**Task to complete**. Print all records exactly, leaving nothing out.
# # # #
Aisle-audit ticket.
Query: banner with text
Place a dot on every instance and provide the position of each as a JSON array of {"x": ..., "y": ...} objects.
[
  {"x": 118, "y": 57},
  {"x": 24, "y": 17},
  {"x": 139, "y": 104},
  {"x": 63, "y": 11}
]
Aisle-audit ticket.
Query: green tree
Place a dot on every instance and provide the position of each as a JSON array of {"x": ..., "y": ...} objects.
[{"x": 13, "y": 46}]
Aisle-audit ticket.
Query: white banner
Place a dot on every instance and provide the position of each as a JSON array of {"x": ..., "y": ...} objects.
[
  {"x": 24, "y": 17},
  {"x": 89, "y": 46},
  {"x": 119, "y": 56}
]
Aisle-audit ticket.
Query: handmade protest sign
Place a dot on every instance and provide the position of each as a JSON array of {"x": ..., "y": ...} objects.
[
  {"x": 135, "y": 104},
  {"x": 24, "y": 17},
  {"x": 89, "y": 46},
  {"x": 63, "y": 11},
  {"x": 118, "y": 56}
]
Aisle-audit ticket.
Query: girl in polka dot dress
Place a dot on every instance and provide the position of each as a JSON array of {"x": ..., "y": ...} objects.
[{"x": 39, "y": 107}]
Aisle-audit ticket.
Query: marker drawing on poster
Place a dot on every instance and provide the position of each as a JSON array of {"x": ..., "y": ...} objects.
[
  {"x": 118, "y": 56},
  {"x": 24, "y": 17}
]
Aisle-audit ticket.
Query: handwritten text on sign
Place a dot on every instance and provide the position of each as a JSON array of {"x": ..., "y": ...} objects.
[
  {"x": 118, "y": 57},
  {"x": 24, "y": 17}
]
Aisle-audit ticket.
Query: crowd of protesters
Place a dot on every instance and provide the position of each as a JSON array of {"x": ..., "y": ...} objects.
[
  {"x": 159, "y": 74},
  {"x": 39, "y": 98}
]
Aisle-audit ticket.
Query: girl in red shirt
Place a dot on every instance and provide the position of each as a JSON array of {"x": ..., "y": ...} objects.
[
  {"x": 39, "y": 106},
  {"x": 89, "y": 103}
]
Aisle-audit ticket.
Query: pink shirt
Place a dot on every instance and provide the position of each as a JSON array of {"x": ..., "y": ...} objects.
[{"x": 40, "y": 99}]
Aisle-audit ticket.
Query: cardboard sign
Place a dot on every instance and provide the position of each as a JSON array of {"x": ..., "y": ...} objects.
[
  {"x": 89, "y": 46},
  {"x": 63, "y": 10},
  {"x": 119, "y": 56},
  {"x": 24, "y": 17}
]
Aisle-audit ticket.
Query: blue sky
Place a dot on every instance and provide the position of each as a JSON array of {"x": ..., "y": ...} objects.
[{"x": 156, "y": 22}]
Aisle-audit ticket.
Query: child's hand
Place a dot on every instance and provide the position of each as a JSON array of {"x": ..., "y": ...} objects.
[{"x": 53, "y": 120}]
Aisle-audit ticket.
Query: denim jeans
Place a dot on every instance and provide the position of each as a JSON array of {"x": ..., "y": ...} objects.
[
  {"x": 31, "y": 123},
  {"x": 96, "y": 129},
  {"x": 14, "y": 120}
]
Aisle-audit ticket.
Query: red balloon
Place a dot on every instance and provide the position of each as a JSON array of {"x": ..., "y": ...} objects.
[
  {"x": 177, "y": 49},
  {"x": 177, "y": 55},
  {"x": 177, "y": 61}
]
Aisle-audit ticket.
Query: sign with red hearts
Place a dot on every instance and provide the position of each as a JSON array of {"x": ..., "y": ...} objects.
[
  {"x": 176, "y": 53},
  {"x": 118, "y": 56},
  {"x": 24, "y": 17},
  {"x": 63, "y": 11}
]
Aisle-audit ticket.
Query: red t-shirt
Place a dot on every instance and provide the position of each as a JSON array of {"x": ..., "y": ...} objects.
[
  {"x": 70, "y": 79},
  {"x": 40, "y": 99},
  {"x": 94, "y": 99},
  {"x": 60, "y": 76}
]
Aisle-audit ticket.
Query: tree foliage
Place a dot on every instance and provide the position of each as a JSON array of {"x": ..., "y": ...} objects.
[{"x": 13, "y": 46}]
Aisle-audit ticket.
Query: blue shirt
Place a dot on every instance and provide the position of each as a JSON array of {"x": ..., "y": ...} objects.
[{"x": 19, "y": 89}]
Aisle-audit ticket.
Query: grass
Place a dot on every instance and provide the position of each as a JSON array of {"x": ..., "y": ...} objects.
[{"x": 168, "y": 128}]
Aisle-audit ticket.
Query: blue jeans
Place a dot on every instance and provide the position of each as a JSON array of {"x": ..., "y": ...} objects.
# # # #
**Answer to the problem**.
Aisle-audit ticket.
Query: banner with text
Place a dot on every instance and provide the position of each as a JSON array of {"x": ..., "y": ...} objects.
[
  {"x": 118, "y": 57},
  {"x": 24, "y": 17},
  {"x": 139, "y": 104},
  {"x": 63, "y": 11}
]
Aisle-audit ticket.
Query: green tree
Place a dot on every instance and provide the position of each as a JSON array of {"x": ..., "y": ...} objects.
[{"x": 13, "y": 46}]
Aisle-audit ticket.
Query: white banner
Place a dot on every instance and provide the position of each as a JSON array of {"x": ..., "y": ...} objects.
[
  {"x": 24, "y": 17},
  {"x": 89, "y": 46},
  {"x": 119, "y": 56}
]
Aisle-audit ticket.
Query: handmade protest sign
Place a dot on every instance and provide the position of each as a JSON array of {"x": ..., "y": ...} objects.
[
  {"x": 135, "y": 104},
  {"x": 24, "y": 17},
  {"x": 89, "y": 46},
  {"x": 63, "y": 11},
  {"x": 118, "y": 56}
]
Aisle-audit ticket.
Query: girl in polka dot dress
Place a dot on every instance and provide the position of each as a JSON array of {"x": ..., "y": ...} objects.
[{"x": 39, "y": 107}]
Aisle-audit ticket.
Query: marker drawing on poster
Place a dot on every instance and provide the position of each as a JSON array of {"x": ..., "y": ...} objects.
[
  {"x": 118, "y": 56},
  {"x": 24, "y": 17}
]
Aisle-audit ticket.
Query: handwritten text on sign
Place a dot on every instance and provide the position of each as a JSON array of {"x": ..., "y": ...} objects.
[
  {"x": 118, "y": 57},
  {"x": 24, "y": 17}
]
Aisle-audit ticket.
Query: crowd of protesters
Place a dot on every instance and provide the position of each as a JSON array of {"x": ..., "y": ...} objects.
[
  {"x": 159, "y": 74},
  {"x": 39, "y": 98}
]
Aisle-audit ticket.
Query: girl in red shirt
Place a dot on every instance and provide the position of each as a JSON array of {"x": ..., "y": ...} objects.
[
  {"x": 39, "y": 106},
  {"x": 89, "y": 103}
]
Aisle-audit ticket.
Query: pink shirt
Place a dot on every instance and provide the position of each as a JSON array of {"x": ..., "y": ...} objects.
[{"x": 40, "y": 99}]
Aisle-audit ticket.
Query: cardboard sign
Place a dot on every instance and provide the position of each as a JSON array of {"x": ..., "y": ...} objects.
[
  {"x": 89, "y": 46},
  {"x": 63, "y": 10},
  {"x": 119, "y": 56},
  {"x": 24, "y": 17}
]
Aisle-audit ticket.
Query: blue sky
Place a dot on every instance and provide the position of each as a JSON array of {"x": ..., "y": ...} objects.
[{"x": 156, "y": 22}]
Aisle-audit ticket.
Query: child's hand
Place a dot on every instance and provide the position of each as a JSON array of {"x": ..., "y": ...} objects.
[{"x": 53, "y": 120}]
Aisle-audit ticket.
Query: denim jeans
Place a dot on every instance and provide the position of each as a JSON array of {"x": ..., "y": ...} objects.
[
  {"x": 31, "y": 123},
  {"x": 96, "y": 129},
  {"x": 14, "y": 120}
]
Aisle-audit ticket.
Query: red balloon
Place a dot on every instance and provide the position of each as a JSON array of {"x": ..., "y": ...} objects.
[
  {"x": 177, "y": 49},
  {"x": 177, "y": 55},
  {"x": 177, "y": 61}
]
Aisle-audit ticket.
Query: sign with red hearts
Place a dot on every instance and provide the position of each as a JSON array of {"x": ..., "y": ...} objects.
[
  {"x": 176, "y": 53},
  {"x": 118, "y": 56},
  {"x": 24, "y": 17},
  {"x": 63, "y": 11}
]
Aisle-audit ticket.
Query: red t-shirt
Place a dot on every instance and provide the position of each as a JSON array of {"x": ..., "y": ...} objects.
[
  {"x": 70, "y": 79},
  {"x": 40, "y": 99},
  {"x": 94, "y": 99},
  {"x": 60, "y": 76}
]
Aisle-audit ticket.
Query: tree foliage
Place a dot on every instance and provide the position of each as a JSON array of {"x": ..., "y": ...} objects.
[{"x": 13, "y": 46}]
Aisle-audit ticket.
Query: blue shirt
Place a dot on every instance and provide the position of each as a JSON array of {"x": ..., "y": ...} objects.
[{"x": 19, "y": 89}]
Aisle-audit ticket.
Query: grass
Place a dot on every instance and provide the position of each as a JSON array of {"x": ..., "y": ...} objects.
[{"x": 168, "y": 128}]
Aisle-audit ticket.
Query: blue jeans
Place a dot on every instance and provide the position of each as a JSON array of {"x": ..., "y": ...} objects.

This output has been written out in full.